Tasks for this exercise —
(1) From the schema review thread below, copy word for word the part that opens with the words containing "The format of" and closes with "commit the schema?".
(2) Answer these questions from the schema review thread below, one per line:
(a) According to autoantwort, how should the format of the website be given?
(b) Where does bretbrownjr suggest the schema could be published?
(c) From which file does mwoehlke assume the version should be copied?

Source passage —
[Begin]
Could you add the default version to the schema and ideally the example values?

autoantwort · 2024-05-04T15:36:54Z

Currently the description of the platform attribute is duplicated and as a result the longer description is ignored.

The format of the website should be "format": "uri"

version_schema should use enum.

Nitpick, but can you arrange the properties in a meaningful order?

Can you commit the schema?

bretbrownjr

No objections. I'm OK with merging this.

It would be handy to publish the schema somewhere... either in the docs somehow or maybe as a GitHub release.

The machinery of generating that schema is probably less interesting than the output itself.

Eventually, it would be nice to see how the schema differs between the base and head commits of a PR to confirm that we're matching roughly semver expectations with respect to the CPS version number, but let's not let perfect be the enemy of the good, etc.

mwoehlke · 2024-05-09T20:26:49Z

Could you add the default version to the schema and ideally the example values?

@autoantwort, thanks for the feedback! (Also, sorry about the delay in replying.) I'm not following you here, though; are you talking about cps_version? I assume by "default value" you mean I should copy in the version from conf.py? I'm not very familiar with JSON schema, so it would help if you could express this as what you want to see changed in the resulting schema.
[End]
Information shown —
[Begin]
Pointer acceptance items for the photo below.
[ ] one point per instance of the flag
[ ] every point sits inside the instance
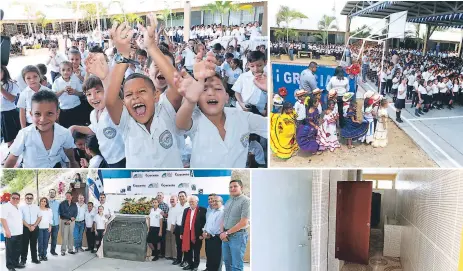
[End]
Solutions to each task —
(1)
The format of the website should be "format": "uri"

version_schema should use enum.

Nitpick, but can you arrange the properties in a meaningful order?

Can you commit the schema?

(2)
(a) As "format": "uri".
(b) Either in the docs or as a GitHub release.
(c) From conf.py.